- **Exercise description**
The answer is a single number: the count of lines in the records below that contain the word "dark".

* * *

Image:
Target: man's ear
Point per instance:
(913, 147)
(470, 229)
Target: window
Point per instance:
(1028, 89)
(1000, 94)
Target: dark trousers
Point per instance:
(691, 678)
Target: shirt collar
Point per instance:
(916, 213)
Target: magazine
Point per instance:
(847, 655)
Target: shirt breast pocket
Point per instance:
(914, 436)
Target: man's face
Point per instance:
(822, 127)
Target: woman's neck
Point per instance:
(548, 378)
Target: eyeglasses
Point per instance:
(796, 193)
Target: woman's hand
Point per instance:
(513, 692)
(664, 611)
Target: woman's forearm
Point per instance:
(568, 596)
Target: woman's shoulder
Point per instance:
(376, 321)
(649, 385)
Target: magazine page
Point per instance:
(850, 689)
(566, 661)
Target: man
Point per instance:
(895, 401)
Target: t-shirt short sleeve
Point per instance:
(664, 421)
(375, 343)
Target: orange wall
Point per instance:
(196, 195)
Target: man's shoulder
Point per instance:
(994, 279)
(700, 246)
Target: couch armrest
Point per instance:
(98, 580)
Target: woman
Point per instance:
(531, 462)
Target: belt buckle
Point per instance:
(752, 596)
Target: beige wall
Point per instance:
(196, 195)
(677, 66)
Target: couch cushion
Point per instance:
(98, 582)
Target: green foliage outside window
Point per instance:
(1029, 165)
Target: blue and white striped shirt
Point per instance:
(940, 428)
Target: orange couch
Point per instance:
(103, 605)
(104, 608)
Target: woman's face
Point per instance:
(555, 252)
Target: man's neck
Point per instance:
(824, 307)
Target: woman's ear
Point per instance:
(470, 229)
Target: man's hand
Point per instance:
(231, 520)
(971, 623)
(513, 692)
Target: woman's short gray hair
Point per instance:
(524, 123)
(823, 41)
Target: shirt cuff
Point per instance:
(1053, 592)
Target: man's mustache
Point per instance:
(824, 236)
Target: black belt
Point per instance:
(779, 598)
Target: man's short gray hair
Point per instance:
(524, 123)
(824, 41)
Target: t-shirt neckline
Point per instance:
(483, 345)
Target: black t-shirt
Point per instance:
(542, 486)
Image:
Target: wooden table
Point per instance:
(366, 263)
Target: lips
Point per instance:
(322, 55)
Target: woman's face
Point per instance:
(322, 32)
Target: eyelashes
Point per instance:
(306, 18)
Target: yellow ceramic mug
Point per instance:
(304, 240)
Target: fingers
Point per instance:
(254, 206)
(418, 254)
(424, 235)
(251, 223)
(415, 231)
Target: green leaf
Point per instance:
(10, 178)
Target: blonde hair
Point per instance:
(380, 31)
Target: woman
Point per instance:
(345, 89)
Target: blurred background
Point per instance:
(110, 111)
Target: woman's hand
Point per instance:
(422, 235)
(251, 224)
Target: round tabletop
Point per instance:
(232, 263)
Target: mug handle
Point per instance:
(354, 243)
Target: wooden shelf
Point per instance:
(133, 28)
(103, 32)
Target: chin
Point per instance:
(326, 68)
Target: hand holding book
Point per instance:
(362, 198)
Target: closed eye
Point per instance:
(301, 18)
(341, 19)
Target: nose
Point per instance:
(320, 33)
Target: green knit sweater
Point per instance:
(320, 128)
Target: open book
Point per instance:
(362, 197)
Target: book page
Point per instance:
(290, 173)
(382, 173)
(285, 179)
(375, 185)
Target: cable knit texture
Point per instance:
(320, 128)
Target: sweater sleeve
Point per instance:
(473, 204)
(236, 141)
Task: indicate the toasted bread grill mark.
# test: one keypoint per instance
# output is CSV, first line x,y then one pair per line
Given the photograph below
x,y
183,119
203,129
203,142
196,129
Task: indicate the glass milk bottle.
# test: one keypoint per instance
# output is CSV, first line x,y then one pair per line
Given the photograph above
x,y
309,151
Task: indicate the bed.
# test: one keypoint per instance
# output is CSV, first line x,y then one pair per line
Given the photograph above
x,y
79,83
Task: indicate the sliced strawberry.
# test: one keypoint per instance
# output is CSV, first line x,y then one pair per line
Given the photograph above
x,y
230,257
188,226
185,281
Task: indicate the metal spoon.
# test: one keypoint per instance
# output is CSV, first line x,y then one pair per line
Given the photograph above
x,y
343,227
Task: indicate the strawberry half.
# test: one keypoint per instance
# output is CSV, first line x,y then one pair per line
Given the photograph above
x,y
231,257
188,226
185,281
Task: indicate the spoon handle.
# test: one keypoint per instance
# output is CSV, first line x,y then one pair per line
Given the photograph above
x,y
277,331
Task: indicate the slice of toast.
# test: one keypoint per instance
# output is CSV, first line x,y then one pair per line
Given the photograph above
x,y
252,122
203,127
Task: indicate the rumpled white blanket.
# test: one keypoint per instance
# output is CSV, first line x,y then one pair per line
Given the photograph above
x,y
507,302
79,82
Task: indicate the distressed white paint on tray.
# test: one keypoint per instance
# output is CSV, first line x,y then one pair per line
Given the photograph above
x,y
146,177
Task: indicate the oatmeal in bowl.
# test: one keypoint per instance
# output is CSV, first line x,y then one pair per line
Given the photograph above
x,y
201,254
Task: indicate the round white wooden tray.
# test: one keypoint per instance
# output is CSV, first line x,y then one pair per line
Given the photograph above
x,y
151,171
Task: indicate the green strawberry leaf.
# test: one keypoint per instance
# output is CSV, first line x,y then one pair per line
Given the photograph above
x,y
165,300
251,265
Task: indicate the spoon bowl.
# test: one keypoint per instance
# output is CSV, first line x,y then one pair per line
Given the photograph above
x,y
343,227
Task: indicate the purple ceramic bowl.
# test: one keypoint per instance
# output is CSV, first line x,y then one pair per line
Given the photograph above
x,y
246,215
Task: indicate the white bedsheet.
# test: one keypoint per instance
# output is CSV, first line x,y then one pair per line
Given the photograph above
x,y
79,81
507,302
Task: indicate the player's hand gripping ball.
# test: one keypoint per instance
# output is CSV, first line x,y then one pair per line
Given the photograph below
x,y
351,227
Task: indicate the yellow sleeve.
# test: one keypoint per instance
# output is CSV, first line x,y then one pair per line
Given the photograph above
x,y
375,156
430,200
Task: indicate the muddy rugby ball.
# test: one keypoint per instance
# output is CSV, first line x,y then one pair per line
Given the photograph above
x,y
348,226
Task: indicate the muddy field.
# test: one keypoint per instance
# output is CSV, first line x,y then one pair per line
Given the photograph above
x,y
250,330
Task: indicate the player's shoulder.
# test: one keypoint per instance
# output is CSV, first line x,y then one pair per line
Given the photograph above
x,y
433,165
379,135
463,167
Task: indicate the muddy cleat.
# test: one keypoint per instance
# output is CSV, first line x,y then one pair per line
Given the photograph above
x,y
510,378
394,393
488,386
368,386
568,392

* * *

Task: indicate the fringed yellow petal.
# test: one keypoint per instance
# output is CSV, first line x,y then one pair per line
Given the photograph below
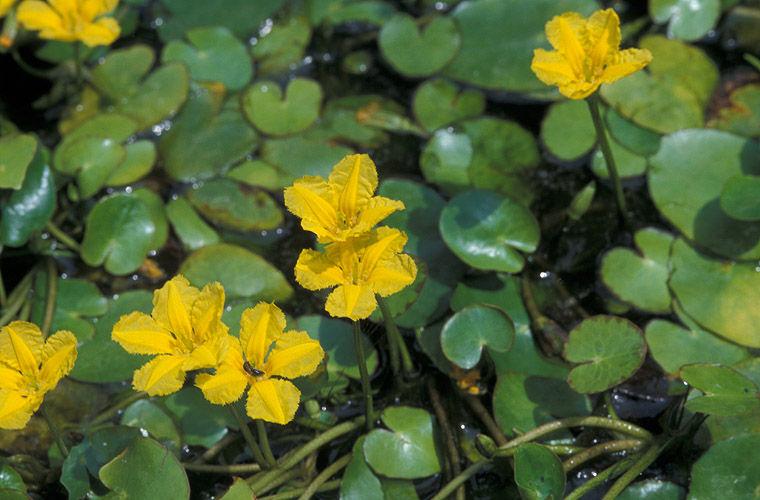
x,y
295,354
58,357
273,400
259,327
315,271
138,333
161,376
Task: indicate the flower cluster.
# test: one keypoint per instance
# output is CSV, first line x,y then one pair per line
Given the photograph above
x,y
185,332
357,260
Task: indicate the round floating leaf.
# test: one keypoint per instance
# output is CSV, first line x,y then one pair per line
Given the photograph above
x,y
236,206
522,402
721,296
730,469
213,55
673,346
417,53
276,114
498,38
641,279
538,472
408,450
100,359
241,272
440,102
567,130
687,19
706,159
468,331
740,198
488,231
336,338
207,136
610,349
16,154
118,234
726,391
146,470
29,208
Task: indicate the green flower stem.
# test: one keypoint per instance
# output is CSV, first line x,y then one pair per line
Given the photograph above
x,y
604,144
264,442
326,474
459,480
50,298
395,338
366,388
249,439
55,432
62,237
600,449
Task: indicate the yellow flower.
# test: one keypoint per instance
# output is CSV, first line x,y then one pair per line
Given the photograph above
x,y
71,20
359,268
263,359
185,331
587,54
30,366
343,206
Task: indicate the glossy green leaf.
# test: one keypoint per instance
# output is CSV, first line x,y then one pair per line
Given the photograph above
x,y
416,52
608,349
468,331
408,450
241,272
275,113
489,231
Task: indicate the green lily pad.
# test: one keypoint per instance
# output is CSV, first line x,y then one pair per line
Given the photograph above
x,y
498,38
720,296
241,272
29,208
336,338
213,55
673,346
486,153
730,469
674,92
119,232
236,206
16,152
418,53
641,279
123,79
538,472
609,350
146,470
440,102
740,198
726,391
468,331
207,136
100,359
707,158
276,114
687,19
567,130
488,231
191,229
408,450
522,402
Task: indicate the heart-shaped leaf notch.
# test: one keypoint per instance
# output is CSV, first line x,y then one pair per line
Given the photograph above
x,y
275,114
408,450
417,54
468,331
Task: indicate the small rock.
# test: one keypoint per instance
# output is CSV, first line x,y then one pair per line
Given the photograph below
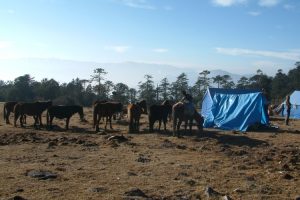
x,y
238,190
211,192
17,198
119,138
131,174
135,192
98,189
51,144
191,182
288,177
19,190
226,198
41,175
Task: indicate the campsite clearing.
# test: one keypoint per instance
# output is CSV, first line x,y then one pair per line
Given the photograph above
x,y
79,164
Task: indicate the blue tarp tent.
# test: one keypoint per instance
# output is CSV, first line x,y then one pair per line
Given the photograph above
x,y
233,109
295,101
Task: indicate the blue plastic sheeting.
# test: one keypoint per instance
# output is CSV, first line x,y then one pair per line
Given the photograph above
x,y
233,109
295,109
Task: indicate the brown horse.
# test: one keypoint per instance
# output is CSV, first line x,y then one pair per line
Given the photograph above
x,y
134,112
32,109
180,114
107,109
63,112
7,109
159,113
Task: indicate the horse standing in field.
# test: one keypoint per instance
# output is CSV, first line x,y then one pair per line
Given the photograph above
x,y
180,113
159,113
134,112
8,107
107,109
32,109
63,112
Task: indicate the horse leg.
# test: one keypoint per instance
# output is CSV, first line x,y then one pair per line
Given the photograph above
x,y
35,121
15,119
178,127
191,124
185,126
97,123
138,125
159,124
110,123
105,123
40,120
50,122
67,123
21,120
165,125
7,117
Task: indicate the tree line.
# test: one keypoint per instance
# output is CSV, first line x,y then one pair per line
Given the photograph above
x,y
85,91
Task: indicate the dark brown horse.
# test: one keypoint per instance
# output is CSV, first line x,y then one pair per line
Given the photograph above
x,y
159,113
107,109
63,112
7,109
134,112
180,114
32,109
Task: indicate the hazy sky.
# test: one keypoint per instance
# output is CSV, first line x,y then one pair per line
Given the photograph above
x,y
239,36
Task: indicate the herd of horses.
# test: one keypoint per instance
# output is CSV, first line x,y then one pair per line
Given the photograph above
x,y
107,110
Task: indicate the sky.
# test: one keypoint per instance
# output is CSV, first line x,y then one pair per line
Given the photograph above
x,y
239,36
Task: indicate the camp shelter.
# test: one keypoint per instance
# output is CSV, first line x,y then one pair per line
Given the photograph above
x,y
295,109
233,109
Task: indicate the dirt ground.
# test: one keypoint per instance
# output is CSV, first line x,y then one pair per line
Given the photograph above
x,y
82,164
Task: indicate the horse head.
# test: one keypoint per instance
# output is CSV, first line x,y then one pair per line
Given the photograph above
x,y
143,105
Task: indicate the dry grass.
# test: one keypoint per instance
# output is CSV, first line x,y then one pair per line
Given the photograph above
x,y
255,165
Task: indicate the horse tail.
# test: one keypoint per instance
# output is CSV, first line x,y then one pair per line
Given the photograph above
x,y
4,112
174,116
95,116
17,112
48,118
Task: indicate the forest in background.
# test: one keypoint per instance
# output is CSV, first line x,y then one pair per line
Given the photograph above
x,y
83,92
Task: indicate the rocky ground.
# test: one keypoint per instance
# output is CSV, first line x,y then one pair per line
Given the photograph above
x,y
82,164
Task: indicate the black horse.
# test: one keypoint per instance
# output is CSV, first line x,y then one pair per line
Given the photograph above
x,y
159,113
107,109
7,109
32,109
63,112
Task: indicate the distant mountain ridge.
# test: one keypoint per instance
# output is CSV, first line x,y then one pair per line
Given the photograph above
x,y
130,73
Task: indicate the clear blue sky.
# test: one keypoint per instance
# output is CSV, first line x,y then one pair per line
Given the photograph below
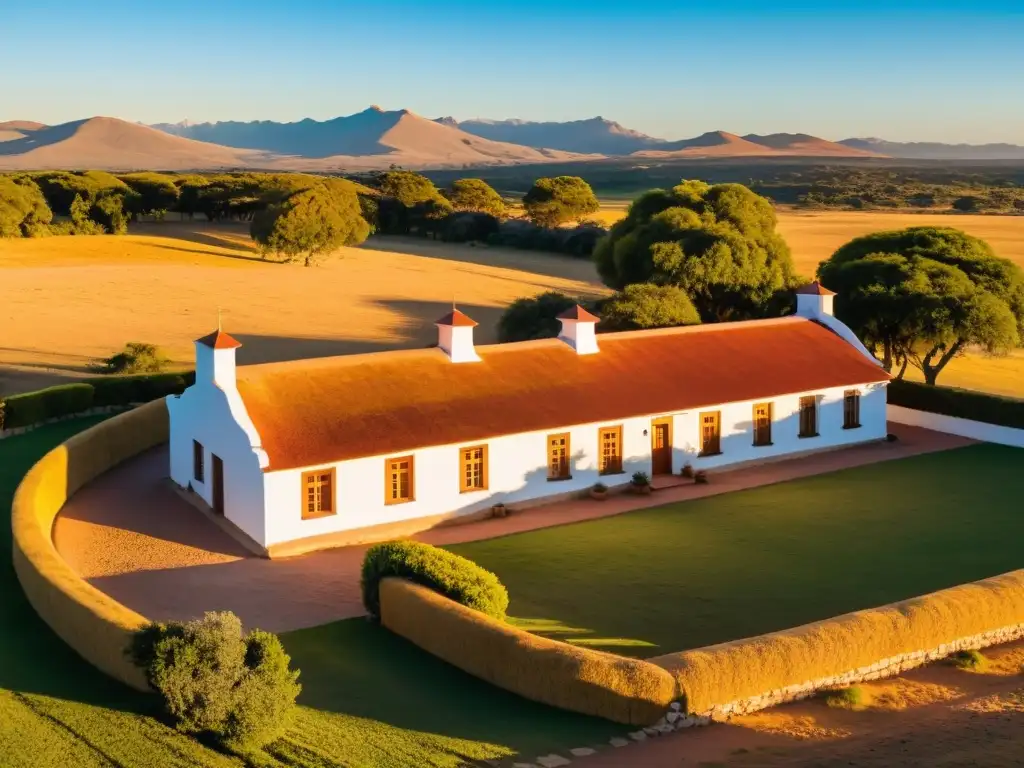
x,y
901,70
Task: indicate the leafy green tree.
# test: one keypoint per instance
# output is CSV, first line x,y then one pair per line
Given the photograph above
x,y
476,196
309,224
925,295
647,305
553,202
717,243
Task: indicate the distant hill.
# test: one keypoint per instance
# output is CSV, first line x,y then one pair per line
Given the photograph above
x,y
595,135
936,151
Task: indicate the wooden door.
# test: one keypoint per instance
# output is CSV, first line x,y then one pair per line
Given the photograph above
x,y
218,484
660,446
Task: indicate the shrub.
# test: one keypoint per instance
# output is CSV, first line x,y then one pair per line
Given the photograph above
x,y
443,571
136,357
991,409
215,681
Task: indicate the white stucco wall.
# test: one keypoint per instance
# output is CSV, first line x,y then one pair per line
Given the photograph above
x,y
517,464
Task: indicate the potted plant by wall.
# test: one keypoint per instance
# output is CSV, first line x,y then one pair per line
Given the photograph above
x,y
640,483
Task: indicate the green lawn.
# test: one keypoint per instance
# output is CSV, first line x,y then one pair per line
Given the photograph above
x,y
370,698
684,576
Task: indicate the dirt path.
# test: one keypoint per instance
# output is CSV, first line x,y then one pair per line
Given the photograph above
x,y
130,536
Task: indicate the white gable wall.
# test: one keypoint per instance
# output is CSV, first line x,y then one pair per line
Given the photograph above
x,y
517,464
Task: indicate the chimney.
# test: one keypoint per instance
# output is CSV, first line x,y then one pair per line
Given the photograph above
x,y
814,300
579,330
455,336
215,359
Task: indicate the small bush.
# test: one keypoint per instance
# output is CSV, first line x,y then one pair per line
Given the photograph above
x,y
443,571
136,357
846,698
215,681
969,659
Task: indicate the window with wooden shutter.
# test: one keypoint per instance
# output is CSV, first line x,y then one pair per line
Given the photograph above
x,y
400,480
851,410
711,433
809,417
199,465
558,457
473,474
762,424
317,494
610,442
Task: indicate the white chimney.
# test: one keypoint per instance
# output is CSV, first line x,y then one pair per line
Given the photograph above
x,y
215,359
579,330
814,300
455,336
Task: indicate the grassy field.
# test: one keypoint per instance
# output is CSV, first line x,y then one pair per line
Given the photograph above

* * *

- **Result below**
2